---------- Excerpt ----------

Post by J. David B » Fri, 13 Feb 2004 01:11:34

n Tue, 10 Feb 2004 21:10:13 GMT in article
< XXXX@XXXXX.COM >, EA wrote...

Yes, I rather suspected that, based on the Pegasus Mail help file, which says
(for the "Default MIME character set" option), "Valid values are ISO8859-x,
where 'x' is a digit between 1 and 9."

PM does support something called the "Local MIME Translation Table," which is
referred to a bit later in the same help file: "If you have added a
comprehensive MIME character mapping table using an external resource file,
you can also enter the name of that character set here." It is contained in
the file WPM-LMTT.R in the "Resource" subdirectory of the PM executable
location. I've never investigated the use of this table, however, so I can't
offer advice beyond checking the newsgroup archives via:

http://groups.google.com/advanced_group_search

...for earlier discussion. You may be able to define a Windows-1252 table,
for example.

---------- Given data ----------

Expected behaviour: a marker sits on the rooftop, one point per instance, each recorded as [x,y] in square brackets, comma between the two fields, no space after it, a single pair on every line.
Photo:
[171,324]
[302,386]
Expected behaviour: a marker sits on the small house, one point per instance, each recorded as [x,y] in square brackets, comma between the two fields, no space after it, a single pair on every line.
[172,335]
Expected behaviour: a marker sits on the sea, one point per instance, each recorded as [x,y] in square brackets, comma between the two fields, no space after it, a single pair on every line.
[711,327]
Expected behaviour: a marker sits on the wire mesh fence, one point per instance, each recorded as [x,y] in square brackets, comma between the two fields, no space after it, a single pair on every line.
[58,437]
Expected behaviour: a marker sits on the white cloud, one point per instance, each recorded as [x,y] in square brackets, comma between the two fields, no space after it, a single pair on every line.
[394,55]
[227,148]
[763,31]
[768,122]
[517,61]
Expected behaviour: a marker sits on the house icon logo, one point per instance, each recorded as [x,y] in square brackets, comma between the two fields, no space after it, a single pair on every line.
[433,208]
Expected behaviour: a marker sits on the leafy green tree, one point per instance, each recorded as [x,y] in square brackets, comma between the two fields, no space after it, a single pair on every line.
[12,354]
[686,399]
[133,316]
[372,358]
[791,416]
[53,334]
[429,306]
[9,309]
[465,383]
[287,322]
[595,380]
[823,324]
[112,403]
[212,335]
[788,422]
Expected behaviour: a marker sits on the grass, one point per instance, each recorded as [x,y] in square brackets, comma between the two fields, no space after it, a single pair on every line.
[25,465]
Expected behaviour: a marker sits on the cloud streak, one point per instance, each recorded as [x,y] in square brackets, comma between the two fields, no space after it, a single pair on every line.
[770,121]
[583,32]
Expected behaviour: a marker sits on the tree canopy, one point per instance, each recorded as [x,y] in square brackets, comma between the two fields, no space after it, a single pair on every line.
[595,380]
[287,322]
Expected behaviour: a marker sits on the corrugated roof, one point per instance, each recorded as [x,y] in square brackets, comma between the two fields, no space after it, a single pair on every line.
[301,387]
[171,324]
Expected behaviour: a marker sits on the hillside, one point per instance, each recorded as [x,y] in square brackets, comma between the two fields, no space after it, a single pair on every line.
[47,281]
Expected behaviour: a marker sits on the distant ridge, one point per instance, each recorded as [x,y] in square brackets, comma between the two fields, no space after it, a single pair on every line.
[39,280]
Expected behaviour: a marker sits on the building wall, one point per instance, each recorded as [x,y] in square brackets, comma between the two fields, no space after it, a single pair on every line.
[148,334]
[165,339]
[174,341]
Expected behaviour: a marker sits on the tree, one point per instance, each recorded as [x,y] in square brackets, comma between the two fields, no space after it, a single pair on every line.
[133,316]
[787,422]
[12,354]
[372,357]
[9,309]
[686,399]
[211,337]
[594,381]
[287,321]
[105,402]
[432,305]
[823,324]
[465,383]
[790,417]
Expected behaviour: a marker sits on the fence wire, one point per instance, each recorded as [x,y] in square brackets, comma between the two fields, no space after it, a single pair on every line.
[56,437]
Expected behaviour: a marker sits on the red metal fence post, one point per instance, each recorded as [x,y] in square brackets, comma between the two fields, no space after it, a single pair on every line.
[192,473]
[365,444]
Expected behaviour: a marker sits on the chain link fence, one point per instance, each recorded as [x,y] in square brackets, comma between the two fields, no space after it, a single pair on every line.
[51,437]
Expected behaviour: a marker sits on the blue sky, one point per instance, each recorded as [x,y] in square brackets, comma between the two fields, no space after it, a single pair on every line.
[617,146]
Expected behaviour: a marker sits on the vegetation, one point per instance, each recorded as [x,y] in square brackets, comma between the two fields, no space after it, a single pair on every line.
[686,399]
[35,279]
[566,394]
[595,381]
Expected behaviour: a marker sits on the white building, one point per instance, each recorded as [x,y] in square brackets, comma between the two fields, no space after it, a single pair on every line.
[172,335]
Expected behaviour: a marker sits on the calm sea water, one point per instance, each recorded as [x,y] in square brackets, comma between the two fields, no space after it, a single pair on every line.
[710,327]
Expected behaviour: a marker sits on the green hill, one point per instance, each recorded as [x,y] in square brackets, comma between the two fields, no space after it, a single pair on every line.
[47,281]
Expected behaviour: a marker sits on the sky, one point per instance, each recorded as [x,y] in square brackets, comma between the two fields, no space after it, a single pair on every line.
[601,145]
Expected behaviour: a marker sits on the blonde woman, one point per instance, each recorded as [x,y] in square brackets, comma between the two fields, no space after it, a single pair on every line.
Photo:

----------

#### [Complete the following]
a - Does each statement agree with the Pegasus Mail post? (i) The help file allows ISO8859-x values where x is a digit between 1 and 9. (ii) The Local MIME Translation Table is contained in the file WPM-LMTT.R. (iii) The poster has tried out the Local MIME Translation Table. Answer yes or no for each, and quote the deciding words.
b - Quote the Pegasus Mail post, starting with "PM does support" and going on through "for example.".
None of these lines is needed.

#### [Expected answers]
a -
(i) Yes: "where 'x' is a digit between 1 and 9"
(ii) Yes: "It is contained in the file WPM-LMTT.R"
(iii) No: "I've never investigated the use of this table"

b -
PM does support something called the "Local MIME Translation Table," which is
referred to a bit later in the same help file: "If you have added a
comprehensive MIME character mapping table using an external resource file,
you can also enter the name of that character set here." It is contained in
the file WPM-LMTT.R in the "Resource" subdirectory of the PM executable
location. I've never investigated the use of this table, however, so I can't
offer advice beyond checking the newsgroup archives via:

http://groups.google.com/advanced_group_search

...for earlier discussion. You may be able to define a Windows-1252 table,
for example.